+++ Girdi verisi +++

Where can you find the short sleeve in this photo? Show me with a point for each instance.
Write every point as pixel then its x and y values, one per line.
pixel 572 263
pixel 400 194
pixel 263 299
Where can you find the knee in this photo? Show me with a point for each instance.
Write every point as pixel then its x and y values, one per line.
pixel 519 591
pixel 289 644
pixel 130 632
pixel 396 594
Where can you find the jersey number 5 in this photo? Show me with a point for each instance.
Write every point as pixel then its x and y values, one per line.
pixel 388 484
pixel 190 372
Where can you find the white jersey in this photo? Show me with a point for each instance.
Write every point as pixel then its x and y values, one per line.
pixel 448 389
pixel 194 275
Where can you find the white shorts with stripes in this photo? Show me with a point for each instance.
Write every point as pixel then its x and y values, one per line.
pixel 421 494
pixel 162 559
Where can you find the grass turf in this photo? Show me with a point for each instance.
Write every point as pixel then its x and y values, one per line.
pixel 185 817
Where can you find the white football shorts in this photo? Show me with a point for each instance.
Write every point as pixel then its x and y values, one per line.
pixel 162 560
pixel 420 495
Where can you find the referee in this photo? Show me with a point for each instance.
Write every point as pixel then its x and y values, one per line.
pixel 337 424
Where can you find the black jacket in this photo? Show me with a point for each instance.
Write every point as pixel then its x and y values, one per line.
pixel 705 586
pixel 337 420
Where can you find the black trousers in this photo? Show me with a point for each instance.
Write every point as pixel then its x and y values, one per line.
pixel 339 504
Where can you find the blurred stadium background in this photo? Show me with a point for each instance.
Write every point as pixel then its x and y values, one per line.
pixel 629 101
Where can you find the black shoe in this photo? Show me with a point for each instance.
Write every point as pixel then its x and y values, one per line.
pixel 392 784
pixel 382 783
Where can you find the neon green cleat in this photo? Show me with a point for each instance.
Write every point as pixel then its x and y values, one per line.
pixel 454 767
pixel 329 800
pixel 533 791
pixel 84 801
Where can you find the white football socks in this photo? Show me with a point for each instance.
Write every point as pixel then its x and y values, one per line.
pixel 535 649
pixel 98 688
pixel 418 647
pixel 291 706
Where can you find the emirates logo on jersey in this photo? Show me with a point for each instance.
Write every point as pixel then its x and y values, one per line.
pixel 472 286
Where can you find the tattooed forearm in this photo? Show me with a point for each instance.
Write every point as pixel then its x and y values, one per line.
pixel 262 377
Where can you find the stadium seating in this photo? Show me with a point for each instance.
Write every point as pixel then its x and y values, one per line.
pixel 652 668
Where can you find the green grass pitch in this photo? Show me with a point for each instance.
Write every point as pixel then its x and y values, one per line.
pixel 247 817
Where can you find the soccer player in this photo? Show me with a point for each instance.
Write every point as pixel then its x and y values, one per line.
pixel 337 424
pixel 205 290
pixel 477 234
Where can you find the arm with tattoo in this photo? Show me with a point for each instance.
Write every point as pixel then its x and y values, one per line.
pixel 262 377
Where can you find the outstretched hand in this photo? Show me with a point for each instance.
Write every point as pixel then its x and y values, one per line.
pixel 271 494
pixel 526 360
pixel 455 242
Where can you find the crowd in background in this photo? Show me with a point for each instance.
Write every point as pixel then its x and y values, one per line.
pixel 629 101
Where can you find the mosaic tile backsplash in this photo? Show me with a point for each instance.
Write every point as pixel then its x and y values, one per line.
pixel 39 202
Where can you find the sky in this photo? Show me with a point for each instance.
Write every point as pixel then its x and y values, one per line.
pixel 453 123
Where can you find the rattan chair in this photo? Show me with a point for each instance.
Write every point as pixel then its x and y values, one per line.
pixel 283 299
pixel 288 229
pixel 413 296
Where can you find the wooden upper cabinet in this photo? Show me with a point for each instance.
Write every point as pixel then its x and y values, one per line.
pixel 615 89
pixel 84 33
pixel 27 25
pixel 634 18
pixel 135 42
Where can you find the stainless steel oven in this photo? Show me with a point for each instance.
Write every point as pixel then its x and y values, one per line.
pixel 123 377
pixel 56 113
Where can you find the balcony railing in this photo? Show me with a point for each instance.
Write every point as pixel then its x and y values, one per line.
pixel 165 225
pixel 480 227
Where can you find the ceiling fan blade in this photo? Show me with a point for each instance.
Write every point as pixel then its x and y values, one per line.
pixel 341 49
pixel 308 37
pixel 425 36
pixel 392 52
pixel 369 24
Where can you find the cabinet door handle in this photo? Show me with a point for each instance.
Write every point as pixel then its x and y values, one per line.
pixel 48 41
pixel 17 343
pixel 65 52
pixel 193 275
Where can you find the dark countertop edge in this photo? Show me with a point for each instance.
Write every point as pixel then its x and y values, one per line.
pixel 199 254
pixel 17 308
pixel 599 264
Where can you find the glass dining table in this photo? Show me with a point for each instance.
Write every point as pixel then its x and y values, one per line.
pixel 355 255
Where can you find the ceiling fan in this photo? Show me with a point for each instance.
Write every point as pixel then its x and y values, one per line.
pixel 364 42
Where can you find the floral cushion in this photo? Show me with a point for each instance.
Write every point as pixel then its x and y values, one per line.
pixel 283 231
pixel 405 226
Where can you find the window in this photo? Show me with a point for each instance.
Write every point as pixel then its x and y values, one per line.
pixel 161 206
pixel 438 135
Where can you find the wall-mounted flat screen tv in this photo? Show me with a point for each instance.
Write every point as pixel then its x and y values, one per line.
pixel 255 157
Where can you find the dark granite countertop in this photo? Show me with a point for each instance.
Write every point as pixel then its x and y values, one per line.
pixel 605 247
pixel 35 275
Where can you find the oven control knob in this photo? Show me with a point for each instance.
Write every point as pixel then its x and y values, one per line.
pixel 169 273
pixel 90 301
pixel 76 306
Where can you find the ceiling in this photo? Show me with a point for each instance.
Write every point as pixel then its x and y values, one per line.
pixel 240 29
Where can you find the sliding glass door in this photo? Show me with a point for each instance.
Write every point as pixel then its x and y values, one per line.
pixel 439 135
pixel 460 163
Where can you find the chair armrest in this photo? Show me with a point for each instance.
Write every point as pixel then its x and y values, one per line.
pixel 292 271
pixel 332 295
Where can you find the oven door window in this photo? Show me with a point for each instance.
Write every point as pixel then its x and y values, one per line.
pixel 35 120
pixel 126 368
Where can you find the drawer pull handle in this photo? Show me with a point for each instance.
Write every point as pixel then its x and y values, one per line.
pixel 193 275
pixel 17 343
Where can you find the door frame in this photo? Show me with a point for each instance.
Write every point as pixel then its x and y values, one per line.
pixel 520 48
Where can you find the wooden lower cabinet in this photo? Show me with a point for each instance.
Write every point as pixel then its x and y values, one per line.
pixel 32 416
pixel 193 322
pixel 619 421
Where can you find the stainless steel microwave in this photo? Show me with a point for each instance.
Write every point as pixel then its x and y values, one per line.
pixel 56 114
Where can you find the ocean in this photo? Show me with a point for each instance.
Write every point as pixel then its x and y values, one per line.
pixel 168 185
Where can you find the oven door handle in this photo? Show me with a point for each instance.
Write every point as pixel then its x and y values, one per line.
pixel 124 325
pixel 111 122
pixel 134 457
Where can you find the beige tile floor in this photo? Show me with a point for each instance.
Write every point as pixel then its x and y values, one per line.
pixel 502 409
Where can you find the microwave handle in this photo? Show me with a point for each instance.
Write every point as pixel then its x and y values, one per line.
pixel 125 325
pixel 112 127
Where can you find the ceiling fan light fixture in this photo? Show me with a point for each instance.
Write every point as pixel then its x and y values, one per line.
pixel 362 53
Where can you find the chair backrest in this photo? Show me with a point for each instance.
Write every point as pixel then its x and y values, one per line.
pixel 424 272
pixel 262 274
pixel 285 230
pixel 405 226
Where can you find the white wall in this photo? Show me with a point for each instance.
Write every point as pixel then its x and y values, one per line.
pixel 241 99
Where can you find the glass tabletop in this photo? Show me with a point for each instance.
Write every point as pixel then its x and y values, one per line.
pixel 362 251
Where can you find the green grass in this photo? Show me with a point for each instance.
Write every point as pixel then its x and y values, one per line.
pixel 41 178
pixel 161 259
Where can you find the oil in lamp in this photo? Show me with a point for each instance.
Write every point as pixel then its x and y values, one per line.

+++

__Alıştırma yönergesi__: Yukarıdaki veride "Where can you find the emirates" ifadesinin geçtiği satırdan başlayıp "pixel 652 668" ifadesinin geçtiği satır da dahil olmak üzere aradaki satırları birebir aktarın.

__Çözümlü problem__:
Where can you find the emirates logo on jersey in this photo? Show me with a point for each instance.
Write every point as pixel then its x and y values, one per line.
pixel 472 286
Where can you find the tattooed forearm in this photo? Show me with a point for each instance.
Write every point as pixel then its x and y values, one per line.
pixel 262 377
Where can you find the stadium seating in this photo? Show me with a point for each instance.
Write every point as pixel then its x and y values, one per line.
pixel 652 668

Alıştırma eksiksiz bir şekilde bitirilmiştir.